Reproduce every line of the material below exactly. No pictures belong in the copy.

**RECORDS FOR THIS EXERCISE**
------------------------------------------------------------------------

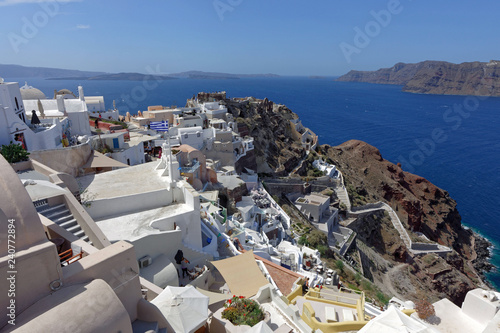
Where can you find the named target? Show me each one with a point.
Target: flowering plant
(242, 311)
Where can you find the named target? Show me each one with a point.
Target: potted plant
(243, 311)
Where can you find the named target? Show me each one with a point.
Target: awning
(185, 308)
(210, 208)
(241, 274)
(98, 160)
(393, 320)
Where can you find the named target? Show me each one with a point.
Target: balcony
(190, 168)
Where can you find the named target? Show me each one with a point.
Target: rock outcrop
(422, 208)
(277, 152)
(436, 77)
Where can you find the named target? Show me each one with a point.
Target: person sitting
(305, 287)
(184, 263)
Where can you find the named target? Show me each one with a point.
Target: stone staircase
(342, 194)
(140, 326)
(62, 216)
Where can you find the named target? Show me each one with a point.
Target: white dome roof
(28, 92)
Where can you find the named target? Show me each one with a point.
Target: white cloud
(19, 2)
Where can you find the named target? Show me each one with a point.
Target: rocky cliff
(277, 152)
(423, 208)
(436, 77)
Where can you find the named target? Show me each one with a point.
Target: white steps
(62, 216)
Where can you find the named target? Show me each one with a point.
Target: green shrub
(382, 297)
(14, 153)
(242, 311)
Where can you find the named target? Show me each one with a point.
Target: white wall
(134, 155)
(101, 208)
(192, 136)
(79, 123)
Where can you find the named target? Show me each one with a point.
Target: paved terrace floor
(319, 309)
(131, 226)
(127, 181)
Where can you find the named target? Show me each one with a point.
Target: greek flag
(160, 126)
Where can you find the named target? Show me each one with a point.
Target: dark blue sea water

------------------------------------------------------------------------

**ANSWER BOX**
Where can you find the named target? Show me each one with a point.
Target: flowering plant
(242, 311)
Where can you find the named target? Show me each one with a point.
Target: potted plant
(243, 311)
Where can you find the named target? Show me each one with a point.
Target: awning
(185, 308)
(210, 208)
(241, 274)
(98, 160)
(393, 320)
Where can you find the named target? Show me each one with a point.
Target: balcony
(190, 168)
Where can you find the named target? Show me each one with a point.
Target: rock outcrop
(422, 208)
(277, 152)
(436, 77)
Where can you find the named target? Show me each one with a point.
Target: person sitting
(305, 287)
(184, 263)
Where can you find the named target? Show me each one with a point.
Target: stone staircase
(342, 194)
(140, 326)
(62, 216)
Where can you find the named target? Show me each one with a point.
Target: white dome roof
(28, 92)
Where can you find the named target? Show me each one with a point.
Target: white cloud
(19, 2)
Where can you find the named target? Show me each one with a point.
Target: rocky cliff
(277, 152)
(423, 208)
(436, 77)
Where can you find the named target? Show me each one with a point.
Target: white steps
(62, 216)
Where can you find the named target? Show me each one with a point.
Target: green shrub
(382, 297)
(14, 153)
(242, 311)
Where can you find the named target? Show me each one with a point.
Target: white wall
(134, 155)
(101, 208)
(192, 136)
(79, 123)
Where can you find the named target? Show me each one with a point.
Target: paved terrace floor
(319, 309)
(131, 226)
(127, 181)
Where can you find the named target? Show me each one with a point.
Target: greek flag
(160, 126)
Where can you find the named target? Show me each one with a point.
Target: dark blue sea water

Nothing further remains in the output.